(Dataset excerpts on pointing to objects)
————

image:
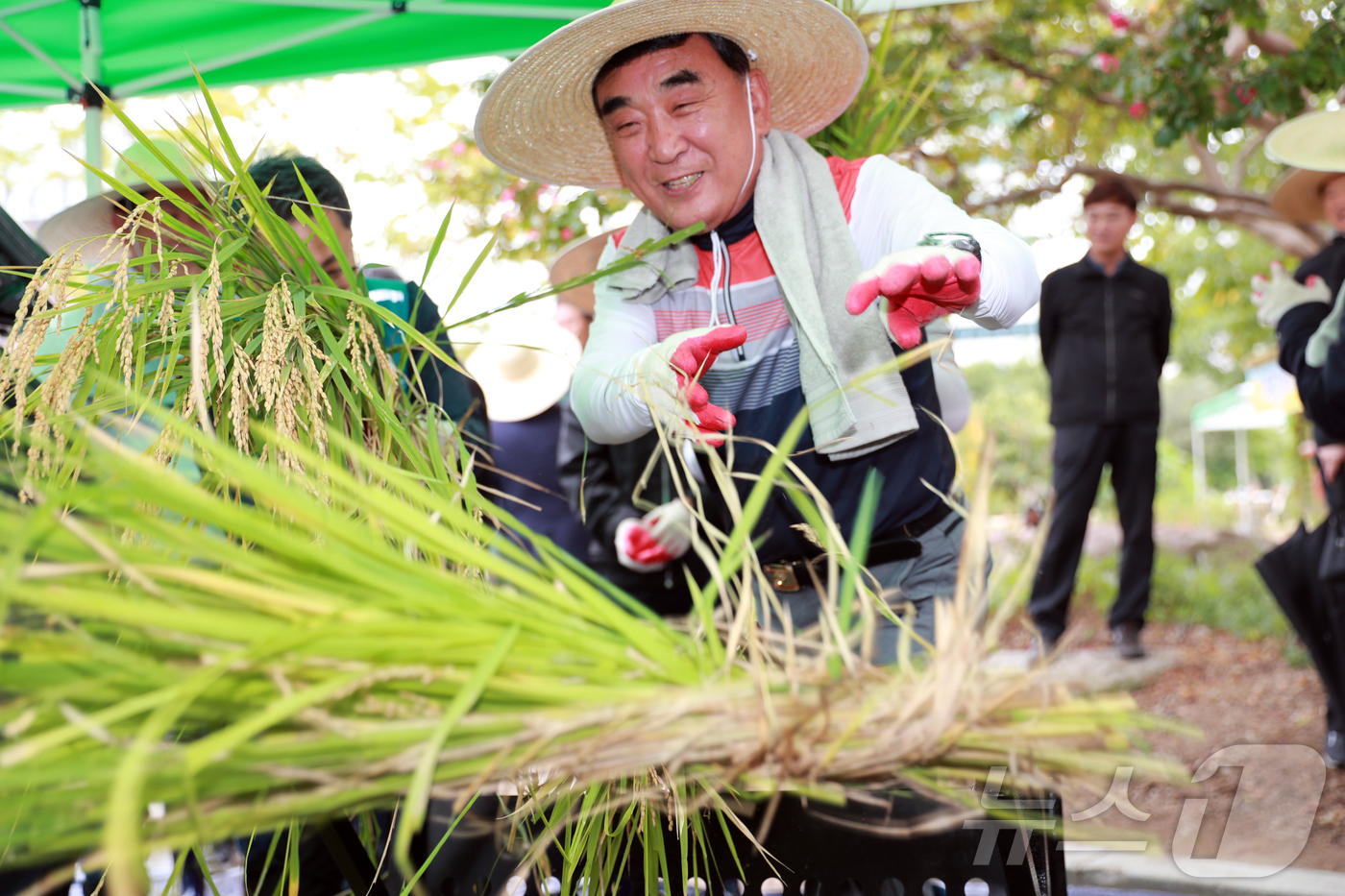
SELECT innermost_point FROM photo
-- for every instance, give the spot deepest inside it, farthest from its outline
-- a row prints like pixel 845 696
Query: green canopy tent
pixel 58 50
pixel 54 50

————

> [YOUR OBJECTIVE]:
Output every text line of the entries above as a JSON list of strings, one string per line, with blank lines skipped and the pictures left out.

> [WORKED ANSWER]:
[
  "image:",
  "SELECT innermost_point FROM photo",
  "-- for every instance, give the spot deepest inside it, farthest from its outline",
  "-- a row prints like pixel 845 696",
  "Query: green canopy tent",
  "pixel 58 50",
  "pixel 54 50"
]